* **PROVIDED PASSAGE**

——————

- Owner: Rankin Smith
- Head coach: June Jones
- Home stadium: Georgia Dome

Results
- Record: 7–9
- Division place: 3rd NFC West
- Playoffs: Did not qualify
- Pro Bowlers: WR Terance Mathis DE Chris Doleman LB Jessie Tuggle S Elbert Shelley

= 1994 Atlanta Falcons season =

NFL team season

The Atlanta Falcons season was the franchise's 29th season in the National Football League (NFL).

Under head coach June Jones, the Falcons' run and shoot offense was heavily imbalanced in 1994, in favor of the passing game. Atlanta's passing yardage (4,112 yards) was third in the NFC, and fifth in the league overall; but their rushing yards (1,249, 78.1 yards per game) were last in the league. They had by far the fewest rushing attempts in the league in 1994, with only 330 all year.

The Falcons started 4–2 in their first six games, but their season was ruined by going 3–7 afterwards.

——————

* **WHAT YOU HAVE TO DO**
Please repeat the part of the 1994 Falcons season text between "Under head coach" and "going 3–7 afterwards.", inclusive, switching "passing game" to "aerial attack".

——————

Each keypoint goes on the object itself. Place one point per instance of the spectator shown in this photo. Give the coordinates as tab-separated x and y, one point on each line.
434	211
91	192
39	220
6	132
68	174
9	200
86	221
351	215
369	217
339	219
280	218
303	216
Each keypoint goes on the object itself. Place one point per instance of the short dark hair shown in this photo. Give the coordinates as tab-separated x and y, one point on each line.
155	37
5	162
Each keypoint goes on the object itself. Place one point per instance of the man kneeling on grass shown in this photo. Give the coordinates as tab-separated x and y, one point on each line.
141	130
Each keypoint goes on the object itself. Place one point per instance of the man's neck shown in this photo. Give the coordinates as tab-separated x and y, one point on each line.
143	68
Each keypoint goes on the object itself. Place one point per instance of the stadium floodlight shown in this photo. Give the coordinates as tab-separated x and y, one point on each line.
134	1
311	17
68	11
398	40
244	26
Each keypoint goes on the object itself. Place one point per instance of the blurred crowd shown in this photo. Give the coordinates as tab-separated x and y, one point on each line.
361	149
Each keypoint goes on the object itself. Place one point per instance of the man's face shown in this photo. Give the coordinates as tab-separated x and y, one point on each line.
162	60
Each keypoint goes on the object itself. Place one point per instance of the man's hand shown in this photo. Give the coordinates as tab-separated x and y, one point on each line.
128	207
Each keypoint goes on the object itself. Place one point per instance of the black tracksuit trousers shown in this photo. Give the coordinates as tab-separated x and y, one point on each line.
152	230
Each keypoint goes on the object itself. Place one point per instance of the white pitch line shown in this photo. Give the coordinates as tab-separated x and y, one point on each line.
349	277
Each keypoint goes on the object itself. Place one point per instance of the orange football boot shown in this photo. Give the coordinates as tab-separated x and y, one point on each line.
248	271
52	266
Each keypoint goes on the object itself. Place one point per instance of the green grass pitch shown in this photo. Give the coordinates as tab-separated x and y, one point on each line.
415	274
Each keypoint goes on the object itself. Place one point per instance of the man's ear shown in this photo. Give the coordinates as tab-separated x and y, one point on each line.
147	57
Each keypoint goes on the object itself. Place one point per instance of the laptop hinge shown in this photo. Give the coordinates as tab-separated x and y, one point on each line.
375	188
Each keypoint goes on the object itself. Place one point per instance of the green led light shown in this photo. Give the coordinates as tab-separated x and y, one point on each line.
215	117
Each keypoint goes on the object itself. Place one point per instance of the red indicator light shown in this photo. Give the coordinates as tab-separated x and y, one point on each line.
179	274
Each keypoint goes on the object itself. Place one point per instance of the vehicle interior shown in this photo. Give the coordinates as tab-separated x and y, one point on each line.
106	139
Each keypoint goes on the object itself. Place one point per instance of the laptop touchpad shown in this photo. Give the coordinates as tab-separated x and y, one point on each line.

——————

* **RESPONSE TO THE TASK**
Under head coach June Jones, the Falcons' run and shoot offense was heavily imbalanced in 1994, in favor of the aerial attack. Atlanta's passing yardage (4,112 yards) was third in the NFC, and fifth in the league overall; but their rushing yards (1,249, 78.1 yards per game) were last in the league. They had by far the fewest rushing attempts in the league in 1994, with only 330 all year.

The Falcons started 4–2 in their first six games, but their season was ruined by going 3–7 afterwards.